• **DATA SHOWN**
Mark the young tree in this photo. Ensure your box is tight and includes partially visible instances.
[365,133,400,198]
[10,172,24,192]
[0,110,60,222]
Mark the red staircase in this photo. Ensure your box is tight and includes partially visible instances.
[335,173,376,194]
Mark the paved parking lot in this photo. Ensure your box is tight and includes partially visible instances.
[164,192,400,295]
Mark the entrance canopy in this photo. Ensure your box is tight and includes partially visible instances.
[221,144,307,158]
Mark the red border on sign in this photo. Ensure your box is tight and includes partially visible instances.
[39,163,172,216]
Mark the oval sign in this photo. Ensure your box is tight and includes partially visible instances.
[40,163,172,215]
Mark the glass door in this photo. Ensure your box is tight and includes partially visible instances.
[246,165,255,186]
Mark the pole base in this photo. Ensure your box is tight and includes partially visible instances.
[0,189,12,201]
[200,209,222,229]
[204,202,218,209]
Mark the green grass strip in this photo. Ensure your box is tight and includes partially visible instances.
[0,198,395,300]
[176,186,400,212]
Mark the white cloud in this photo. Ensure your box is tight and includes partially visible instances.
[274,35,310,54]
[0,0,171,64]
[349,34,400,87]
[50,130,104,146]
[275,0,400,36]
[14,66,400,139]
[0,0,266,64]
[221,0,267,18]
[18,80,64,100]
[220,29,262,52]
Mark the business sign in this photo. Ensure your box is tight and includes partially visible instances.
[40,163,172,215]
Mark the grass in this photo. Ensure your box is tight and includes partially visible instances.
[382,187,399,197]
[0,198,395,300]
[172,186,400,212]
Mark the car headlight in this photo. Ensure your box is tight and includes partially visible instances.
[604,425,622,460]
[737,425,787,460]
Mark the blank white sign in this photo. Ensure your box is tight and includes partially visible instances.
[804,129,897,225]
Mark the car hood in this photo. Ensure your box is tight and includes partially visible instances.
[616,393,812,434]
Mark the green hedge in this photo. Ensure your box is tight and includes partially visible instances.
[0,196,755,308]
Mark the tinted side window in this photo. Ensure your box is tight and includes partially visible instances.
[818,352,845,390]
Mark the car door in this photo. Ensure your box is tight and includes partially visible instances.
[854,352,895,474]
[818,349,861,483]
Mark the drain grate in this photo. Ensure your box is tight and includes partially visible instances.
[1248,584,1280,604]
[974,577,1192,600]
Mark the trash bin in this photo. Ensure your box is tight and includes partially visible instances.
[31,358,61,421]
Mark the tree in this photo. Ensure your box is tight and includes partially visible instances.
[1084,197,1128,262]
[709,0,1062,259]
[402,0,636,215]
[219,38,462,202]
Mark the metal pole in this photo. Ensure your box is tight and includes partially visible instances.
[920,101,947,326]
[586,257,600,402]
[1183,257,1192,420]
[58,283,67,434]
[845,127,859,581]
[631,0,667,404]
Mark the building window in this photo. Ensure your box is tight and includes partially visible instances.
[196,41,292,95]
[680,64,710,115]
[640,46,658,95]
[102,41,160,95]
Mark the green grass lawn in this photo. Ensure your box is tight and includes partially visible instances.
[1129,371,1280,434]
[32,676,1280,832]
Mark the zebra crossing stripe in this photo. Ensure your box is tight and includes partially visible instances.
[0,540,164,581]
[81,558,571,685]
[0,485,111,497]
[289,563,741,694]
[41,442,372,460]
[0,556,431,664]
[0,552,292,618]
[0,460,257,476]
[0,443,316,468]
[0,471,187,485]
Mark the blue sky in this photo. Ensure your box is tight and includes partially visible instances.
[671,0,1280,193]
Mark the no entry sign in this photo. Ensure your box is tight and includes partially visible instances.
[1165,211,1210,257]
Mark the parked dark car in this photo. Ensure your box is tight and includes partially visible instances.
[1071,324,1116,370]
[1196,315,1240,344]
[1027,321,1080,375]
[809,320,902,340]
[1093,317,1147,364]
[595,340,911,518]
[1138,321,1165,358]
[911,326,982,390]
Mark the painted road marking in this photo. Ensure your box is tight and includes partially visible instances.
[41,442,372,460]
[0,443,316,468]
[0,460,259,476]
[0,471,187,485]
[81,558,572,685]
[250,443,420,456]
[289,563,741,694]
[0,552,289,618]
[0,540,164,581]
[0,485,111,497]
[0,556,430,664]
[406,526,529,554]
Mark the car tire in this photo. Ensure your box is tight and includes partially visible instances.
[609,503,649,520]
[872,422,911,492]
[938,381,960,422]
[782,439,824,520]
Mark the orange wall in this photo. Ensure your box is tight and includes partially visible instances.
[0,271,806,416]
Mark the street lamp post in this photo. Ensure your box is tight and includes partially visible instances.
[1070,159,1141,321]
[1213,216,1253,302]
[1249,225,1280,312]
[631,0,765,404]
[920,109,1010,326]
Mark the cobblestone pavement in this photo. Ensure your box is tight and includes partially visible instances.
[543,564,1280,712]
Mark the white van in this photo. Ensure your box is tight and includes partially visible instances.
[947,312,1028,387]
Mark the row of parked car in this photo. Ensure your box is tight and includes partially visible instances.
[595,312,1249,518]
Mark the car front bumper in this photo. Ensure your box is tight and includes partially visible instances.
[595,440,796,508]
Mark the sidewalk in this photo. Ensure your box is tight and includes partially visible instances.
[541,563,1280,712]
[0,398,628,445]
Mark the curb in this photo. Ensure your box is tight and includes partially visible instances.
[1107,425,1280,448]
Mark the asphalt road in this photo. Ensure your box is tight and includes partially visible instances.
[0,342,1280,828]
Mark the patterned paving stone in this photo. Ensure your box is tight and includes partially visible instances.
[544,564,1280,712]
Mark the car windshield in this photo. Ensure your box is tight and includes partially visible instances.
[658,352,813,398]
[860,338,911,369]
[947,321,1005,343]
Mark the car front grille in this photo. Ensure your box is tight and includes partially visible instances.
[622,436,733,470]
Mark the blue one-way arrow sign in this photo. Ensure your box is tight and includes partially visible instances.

• **REQUIREMENT**
Present the stretch from the start of the rows through the line containing "[335,173,376,194]" as a Markdown table with the columns No. and Content, numbering each line and leaving out blank lines.

• **ANSWER TO THE EXERCISE**
| No. | Content |
|---|---|
| 1 | Mark the young tree in this photo. Ensure your box is tight and includes partially visible instances. |
| 2 | [365,133,400,198] |
| 3 | [10,172,24,192] |
| 4 | [0,110,60,222] |
| 5 | Mark the red staircase in this photo. Ensure your box is tight and includes partially visible instances. |
| 6 | [335,173,376,194] |